[Stored items from a collection]
** start **
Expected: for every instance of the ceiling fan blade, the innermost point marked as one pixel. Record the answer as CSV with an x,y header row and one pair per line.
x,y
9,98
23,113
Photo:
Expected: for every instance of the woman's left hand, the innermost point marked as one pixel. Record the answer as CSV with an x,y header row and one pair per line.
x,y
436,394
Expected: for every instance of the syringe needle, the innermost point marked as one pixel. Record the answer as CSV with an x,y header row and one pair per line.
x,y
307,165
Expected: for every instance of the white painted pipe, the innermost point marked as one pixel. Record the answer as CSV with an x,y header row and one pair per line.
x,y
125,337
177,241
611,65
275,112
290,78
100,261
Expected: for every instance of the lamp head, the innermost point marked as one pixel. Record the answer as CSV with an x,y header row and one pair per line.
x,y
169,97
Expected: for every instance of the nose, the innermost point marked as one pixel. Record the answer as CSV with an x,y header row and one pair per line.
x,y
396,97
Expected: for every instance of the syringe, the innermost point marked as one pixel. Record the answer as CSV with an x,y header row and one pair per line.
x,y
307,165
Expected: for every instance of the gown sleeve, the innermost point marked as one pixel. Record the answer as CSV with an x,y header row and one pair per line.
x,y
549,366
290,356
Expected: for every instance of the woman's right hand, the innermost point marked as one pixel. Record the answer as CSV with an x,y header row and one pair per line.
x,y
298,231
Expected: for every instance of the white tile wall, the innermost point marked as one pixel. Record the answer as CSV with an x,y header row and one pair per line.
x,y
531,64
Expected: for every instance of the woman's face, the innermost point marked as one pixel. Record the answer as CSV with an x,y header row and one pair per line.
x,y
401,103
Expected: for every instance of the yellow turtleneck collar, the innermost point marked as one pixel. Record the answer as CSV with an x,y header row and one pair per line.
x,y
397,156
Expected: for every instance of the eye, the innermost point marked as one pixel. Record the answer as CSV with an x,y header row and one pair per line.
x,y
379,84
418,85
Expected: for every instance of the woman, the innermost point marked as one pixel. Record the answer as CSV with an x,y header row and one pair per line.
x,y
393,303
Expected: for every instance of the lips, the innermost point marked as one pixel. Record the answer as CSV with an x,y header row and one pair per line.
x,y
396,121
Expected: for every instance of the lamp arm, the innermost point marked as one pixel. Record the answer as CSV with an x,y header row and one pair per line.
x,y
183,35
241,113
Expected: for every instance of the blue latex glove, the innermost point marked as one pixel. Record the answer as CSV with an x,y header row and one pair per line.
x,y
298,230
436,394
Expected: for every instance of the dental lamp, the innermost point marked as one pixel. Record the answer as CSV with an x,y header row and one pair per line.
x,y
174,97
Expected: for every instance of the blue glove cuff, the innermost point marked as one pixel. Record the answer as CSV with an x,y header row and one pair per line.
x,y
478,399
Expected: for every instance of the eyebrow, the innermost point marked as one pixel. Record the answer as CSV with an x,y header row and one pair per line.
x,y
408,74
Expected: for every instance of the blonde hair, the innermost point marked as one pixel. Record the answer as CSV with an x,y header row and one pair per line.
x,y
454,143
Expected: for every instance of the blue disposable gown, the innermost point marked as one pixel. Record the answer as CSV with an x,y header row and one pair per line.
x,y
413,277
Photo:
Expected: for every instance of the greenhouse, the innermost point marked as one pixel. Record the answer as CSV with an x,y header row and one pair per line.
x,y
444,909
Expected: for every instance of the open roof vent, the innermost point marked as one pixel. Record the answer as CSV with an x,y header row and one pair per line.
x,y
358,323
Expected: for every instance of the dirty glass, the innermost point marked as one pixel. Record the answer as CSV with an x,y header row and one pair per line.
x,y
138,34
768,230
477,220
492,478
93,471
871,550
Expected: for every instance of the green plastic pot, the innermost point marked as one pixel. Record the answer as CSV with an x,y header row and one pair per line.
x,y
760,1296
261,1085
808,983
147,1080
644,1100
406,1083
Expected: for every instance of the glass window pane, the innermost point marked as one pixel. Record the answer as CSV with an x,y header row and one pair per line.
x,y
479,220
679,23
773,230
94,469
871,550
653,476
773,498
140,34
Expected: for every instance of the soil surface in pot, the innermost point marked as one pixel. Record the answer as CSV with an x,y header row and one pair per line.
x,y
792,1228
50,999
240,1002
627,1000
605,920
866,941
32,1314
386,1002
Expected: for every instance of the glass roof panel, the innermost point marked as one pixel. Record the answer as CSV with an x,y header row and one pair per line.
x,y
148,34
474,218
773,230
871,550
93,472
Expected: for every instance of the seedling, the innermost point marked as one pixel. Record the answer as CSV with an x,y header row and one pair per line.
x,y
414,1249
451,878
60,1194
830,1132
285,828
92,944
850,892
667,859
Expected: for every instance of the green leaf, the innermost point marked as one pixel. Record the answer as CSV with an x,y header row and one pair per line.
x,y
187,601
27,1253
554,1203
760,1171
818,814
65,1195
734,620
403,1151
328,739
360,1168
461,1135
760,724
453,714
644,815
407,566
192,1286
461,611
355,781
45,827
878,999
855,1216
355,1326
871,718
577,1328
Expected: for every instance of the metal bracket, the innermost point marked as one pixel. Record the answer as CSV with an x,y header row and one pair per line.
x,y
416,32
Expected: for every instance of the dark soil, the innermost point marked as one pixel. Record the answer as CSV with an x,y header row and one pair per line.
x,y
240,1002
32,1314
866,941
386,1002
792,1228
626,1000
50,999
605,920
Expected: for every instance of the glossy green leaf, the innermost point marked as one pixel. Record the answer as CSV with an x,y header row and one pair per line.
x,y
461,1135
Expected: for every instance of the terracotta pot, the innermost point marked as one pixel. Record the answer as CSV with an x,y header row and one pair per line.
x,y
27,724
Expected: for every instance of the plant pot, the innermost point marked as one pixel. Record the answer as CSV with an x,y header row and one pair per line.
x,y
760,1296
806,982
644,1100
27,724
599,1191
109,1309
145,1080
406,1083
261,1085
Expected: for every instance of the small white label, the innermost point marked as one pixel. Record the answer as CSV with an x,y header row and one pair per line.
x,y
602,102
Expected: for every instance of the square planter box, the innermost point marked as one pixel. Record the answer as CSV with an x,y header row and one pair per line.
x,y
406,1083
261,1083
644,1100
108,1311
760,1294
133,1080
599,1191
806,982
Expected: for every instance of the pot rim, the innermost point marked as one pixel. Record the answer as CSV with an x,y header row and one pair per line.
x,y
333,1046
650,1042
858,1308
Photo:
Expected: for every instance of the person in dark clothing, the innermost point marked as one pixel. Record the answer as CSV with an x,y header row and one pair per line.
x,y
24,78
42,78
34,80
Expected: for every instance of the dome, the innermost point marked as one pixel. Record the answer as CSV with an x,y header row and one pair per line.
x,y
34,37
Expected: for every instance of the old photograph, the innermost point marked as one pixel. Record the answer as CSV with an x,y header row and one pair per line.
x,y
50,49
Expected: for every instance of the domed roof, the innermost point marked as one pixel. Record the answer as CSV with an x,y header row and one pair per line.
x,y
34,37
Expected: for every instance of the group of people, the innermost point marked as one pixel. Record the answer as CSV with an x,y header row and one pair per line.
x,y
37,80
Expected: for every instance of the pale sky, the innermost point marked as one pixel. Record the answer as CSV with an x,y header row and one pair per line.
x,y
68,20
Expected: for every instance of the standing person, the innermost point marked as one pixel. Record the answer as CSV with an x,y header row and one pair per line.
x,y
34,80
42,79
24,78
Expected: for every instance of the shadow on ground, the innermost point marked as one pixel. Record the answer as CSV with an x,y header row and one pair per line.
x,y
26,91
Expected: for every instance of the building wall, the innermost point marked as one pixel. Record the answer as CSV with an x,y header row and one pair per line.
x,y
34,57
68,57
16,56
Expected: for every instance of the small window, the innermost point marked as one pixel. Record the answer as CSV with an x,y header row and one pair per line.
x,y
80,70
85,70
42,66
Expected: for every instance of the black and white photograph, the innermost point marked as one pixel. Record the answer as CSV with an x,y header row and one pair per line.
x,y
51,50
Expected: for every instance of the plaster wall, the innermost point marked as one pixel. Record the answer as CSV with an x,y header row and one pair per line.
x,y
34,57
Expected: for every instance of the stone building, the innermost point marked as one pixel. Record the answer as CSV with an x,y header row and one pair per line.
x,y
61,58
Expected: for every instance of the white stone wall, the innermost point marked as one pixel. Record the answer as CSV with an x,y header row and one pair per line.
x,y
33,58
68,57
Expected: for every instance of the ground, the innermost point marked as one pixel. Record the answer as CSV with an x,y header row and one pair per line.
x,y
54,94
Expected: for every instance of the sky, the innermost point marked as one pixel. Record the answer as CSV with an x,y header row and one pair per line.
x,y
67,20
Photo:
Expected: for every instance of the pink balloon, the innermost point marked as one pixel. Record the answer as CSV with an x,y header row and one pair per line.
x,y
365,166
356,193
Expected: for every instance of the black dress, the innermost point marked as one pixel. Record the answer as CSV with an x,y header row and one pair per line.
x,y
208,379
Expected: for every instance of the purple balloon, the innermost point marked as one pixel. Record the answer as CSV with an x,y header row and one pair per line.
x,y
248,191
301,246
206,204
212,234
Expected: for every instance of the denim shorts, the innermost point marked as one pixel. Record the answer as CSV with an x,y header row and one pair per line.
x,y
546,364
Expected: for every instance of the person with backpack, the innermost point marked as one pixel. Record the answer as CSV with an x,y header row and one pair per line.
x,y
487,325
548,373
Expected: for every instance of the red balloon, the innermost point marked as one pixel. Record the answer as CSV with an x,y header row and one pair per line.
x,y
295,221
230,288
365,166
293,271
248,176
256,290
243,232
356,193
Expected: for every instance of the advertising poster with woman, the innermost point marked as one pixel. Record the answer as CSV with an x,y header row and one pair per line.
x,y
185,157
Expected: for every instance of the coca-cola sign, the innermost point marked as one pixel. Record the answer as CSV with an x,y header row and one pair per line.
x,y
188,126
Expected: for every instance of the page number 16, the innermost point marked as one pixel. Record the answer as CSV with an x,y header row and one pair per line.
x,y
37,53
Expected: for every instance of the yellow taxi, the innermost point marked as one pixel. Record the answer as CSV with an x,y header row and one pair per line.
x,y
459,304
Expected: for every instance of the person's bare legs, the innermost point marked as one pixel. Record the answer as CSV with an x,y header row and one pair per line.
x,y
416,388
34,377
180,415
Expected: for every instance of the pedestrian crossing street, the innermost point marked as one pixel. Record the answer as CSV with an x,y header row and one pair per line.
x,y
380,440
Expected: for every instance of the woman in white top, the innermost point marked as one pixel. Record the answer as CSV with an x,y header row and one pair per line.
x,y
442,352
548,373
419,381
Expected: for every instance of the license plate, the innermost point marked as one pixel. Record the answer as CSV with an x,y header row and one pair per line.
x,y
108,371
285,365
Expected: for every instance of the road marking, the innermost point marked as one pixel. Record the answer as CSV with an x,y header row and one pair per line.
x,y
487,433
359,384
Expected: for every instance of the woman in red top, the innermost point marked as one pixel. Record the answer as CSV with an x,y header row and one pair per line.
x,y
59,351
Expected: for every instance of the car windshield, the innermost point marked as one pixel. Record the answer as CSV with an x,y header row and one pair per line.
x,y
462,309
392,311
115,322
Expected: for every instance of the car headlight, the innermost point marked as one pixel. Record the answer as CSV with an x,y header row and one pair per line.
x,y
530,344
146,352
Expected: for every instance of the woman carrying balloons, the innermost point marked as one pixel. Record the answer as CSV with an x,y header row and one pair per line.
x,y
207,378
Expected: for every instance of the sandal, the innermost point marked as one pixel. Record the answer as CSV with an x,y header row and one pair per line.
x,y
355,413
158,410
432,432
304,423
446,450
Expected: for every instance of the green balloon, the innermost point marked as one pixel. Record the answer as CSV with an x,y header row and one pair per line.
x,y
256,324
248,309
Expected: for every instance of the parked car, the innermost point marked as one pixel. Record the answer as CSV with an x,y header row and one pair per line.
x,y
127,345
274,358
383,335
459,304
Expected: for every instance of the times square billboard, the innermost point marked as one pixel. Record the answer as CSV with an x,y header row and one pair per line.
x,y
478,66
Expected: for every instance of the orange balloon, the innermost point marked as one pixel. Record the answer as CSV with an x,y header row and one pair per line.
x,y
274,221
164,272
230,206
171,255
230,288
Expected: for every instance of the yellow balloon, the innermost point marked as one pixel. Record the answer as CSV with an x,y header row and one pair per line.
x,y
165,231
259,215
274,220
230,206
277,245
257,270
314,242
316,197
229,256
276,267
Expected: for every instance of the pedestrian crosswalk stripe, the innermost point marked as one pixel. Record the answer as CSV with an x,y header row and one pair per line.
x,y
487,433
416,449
** end **
Quote exactly and only the lines from the one holding "Expected: for every instance of the orange" through the end of the data.

Expected: for every instance of the orange balloon, the innermost point marked as one pixel. Record the answer as CSV with an x,y header row and one pair per line.
x,y
274,221
164,272
230,206
171,255
230,288
Expected: for every instance of the yellow balloon, the innermost point marked as one pixel. Record the answer as CSV with an x,y header row and one pair per line.
x,y
165,231
259,215
274,220
230,206
277,245
257,270
314,242
316,197
229,256
276,267
Expected: for every instance of the pedestrian crosswalk stripe, the innermost point marked as one pixel. Record the answer as CSV with an x,y header row and one pair per line.
x,y
487,433
416,449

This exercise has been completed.